= Records supplied =

____________

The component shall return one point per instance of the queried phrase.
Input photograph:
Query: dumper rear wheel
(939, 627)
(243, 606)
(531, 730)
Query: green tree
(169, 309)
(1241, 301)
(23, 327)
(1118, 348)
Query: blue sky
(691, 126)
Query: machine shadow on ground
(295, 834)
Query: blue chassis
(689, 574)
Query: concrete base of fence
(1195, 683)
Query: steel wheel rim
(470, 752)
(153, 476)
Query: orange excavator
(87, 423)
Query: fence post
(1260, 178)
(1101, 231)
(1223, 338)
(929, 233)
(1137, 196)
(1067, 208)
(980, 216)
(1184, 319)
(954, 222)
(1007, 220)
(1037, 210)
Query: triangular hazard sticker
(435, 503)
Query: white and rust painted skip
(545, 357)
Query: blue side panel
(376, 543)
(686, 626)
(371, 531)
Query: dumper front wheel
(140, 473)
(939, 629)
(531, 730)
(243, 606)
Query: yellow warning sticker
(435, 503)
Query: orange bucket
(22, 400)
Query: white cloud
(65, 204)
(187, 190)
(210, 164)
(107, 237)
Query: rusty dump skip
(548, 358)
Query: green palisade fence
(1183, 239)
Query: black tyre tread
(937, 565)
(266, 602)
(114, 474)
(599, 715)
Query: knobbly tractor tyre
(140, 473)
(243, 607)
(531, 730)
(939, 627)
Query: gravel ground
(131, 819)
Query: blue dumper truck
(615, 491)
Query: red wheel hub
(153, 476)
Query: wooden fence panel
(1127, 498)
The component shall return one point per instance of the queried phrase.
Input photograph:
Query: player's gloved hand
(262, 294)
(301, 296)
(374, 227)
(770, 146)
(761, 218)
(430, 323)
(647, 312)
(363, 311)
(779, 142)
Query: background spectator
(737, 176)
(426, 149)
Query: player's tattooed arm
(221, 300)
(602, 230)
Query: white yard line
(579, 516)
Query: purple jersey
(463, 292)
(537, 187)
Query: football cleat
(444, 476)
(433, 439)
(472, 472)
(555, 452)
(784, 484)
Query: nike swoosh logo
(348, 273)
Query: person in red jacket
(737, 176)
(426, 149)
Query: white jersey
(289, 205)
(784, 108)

____________

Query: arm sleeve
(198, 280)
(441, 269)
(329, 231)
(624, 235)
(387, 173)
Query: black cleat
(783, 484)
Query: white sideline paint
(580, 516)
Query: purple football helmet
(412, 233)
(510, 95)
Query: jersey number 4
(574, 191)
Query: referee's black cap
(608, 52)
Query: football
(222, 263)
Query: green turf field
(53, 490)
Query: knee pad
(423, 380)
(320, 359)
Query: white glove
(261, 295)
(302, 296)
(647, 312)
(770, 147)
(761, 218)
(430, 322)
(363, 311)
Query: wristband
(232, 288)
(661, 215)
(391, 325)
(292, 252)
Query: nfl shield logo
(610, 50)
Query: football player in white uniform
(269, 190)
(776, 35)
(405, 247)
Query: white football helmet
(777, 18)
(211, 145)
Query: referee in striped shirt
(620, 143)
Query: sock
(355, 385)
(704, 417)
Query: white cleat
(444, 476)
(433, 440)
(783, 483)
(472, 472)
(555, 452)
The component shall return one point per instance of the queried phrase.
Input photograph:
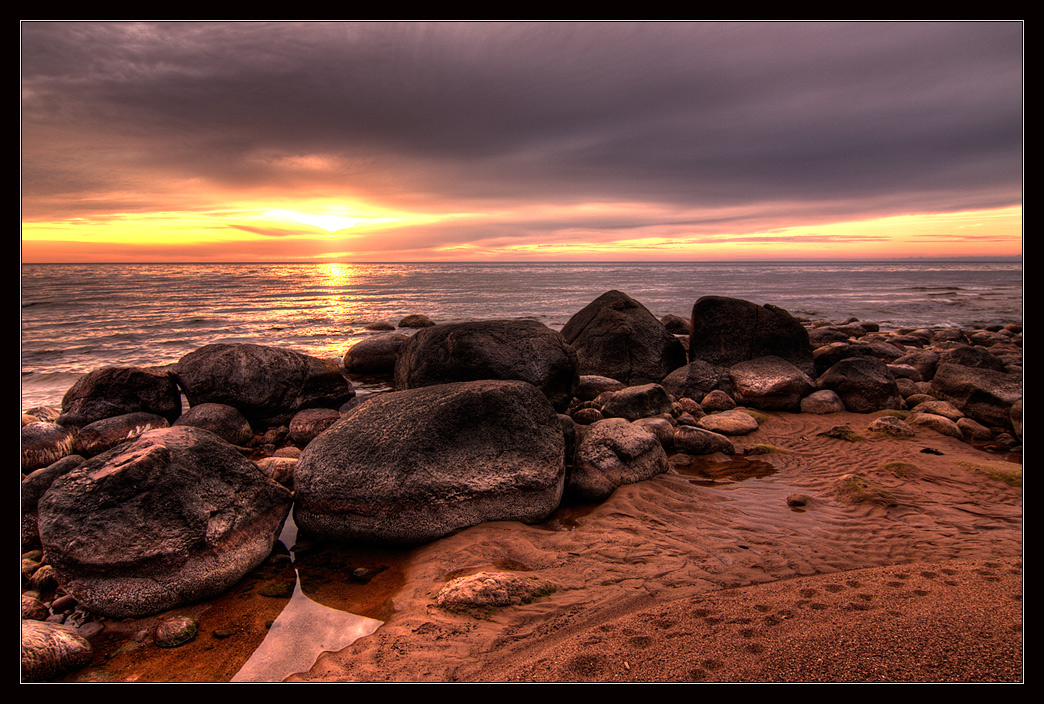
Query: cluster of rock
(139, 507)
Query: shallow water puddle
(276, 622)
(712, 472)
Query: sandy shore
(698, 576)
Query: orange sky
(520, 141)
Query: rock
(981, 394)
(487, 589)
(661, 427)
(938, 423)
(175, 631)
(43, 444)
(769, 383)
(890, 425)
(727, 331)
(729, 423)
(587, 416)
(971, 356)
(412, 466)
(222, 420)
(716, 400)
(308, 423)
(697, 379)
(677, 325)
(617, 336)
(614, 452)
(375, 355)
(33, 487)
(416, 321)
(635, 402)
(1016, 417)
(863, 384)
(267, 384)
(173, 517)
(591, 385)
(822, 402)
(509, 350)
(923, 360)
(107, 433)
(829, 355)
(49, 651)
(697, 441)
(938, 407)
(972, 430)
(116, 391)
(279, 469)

____________

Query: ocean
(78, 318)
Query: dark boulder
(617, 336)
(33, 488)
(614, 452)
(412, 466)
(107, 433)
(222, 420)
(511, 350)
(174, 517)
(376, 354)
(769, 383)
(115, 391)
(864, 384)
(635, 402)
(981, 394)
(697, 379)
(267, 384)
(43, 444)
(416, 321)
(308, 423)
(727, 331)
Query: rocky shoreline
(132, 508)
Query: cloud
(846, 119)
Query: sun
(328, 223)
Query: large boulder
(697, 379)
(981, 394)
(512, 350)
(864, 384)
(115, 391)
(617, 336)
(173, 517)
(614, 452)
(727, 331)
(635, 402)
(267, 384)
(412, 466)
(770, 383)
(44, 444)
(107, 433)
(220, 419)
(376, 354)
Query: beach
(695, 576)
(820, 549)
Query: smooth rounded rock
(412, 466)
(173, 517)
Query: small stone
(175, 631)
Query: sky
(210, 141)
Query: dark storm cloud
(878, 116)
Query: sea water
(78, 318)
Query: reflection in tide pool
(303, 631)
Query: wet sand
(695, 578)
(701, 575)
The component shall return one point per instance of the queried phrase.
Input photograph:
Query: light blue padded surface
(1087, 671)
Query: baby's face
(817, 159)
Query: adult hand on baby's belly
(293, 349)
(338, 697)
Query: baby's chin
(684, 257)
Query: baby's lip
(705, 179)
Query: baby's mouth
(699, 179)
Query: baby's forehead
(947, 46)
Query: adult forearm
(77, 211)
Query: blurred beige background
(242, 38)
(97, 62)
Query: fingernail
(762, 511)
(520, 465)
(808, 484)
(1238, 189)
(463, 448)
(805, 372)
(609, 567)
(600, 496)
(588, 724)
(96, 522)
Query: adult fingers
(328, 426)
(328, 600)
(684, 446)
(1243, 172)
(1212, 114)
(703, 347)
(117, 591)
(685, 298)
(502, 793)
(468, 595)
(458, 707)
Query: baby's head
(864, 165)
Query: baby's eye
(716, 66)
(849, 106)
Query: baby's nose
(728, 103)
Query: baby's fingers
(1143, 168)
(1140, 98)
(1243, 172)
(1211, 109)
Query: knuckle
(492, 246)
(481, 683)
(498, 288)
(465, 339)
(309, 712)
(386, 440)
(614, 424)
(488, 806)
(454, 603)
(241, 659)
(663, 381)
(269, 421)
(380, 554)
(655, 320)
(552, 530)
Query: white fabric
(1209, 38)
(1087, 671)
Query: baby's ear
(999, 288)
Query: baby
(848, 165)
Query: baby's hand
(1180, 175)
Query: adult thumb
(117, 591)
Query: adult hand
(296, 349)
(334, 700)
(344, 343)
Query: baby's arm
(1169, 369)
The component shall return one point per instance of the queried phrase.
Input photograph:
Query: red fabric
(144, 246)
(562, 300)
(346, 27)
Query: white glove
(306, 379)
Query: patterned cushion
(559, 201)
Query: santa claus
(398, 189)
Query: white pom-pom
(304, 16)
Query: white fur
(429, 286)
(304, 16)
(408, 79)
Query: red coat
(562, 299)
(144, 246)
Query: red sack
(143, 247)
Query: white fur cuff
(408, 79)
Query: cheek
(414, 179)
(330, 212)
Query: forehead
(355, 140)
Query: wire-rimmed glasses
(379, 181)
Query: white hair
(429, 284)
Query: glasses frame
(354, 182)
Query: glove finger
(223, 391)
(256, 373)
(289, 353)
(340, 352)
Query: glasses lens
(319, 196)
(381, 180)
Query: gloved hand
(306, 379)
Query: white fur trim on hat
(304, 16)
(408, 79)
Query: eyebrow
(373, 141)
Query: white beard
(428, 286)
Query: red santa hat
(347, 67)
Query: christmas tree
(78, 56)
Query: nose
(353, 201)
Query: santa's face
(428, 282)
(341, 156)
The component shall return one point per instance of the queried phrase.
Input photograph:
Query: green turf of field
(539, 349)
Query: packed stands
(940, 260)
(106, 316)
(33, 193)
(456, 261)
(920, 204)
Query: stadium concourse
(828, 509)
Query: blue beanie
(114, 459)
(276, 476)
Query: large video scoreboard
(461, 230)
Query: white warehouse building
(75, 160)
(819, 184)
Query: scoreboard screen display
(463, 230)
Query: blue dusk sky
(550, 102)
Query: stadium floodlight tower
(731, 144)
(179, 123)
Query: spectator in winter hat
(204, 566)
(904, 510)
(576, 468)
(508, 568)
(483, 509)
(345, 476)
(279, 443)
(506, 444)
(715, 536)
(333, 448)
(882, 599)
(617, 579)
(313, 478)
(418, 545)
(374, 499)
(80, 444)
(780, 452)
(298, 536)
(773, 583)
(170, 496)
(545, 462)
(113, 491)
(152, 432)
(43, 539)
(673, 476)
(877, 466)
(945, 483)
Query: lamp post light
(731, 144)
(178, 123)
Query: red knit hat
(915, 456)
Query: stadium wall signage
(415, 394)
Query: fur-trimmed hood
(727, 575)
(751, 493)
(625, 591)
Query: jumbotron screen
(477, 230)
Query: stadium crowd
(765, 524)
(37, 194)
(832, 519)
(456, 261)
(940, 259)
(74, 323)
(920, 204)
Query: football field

____________

Return every line in the data above that contains the word "adult".

Query: adult hand on baby's belly
Query: adult forearm
Query: adult fingers
Query: adult thumb
Query: adult hand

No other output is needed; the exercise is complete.